**WRITTEN PROBLEM**: Can you reproduce everything from the line containing "Give the innermost point of each instance of the grass, as" down to the end of the records, requests included, with each pixel coordinate in the answers scaled by 2.1 and rounded to a whole number, halves rounded up?

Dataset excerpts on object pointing
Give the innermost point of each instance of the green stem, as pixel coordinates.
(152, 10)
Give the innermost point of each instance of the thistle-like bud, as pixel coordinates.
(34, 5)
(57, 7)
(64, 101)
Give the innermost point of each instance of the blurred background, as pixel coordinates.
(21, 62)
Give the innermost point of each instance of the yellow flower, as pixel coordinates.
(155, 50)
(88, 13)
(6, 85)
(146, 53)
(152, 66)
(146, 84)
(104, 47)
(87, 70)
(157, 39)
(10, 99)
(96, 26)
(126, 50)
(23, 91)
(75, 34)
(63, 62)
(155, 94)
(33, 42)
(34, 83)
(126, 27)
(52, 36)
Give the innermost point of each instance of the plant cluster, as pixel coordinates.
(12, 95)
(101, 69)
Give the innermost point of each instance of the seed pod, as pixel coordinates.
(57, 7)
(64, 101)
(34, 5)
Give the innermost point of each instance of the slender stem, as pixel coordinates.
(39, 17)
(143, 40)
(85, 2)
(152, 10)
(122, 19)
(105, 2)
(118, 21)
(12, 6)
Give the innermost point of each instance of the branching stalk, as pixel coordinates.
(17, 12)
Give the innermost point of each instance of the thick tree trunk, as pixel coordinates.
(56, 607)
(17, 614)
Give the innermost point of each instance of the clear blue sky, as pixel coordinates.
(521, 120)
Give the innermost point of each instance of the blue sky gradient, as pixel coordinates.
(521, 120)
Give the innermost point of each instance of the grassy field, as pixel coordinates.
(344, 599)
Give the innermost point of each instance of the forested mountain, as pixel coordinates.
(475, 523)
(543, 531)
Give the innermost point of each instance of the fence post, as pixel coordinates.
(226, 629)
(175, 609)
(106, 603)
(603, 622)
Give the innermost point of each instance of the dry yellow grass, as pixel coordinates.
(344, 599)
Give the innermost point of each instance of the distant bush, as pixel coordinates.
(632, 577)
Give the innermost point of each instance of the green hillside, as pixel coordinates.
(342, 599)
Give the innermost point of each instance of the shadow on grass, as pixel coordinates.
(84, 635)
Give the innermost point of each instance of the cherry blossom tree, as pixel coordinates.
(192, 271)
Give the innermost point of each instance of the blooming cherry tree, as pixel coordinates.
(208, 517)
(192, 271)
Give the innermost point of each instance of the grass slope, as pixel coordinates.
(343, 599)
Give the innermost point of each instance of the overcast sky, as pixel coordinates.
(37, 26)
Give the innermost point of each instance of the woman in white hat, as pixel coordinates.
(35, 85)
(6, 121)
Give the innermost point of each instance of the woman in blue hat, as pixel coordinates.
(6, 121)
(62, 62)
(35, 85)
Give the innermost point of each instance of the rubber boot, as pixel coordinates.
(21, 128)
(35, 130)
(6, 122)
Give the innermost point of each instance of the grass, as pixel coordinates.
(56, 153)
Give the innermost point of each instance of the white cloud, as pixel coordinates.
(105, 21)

**RESULT FOR THIS EXERCISE**:
Give the innermost point of each instance of the grass, as pixel coordinates.
(118, 321)
Give the innermost point of each instance of the white cloud, as pixel coordinates.
(221, 44)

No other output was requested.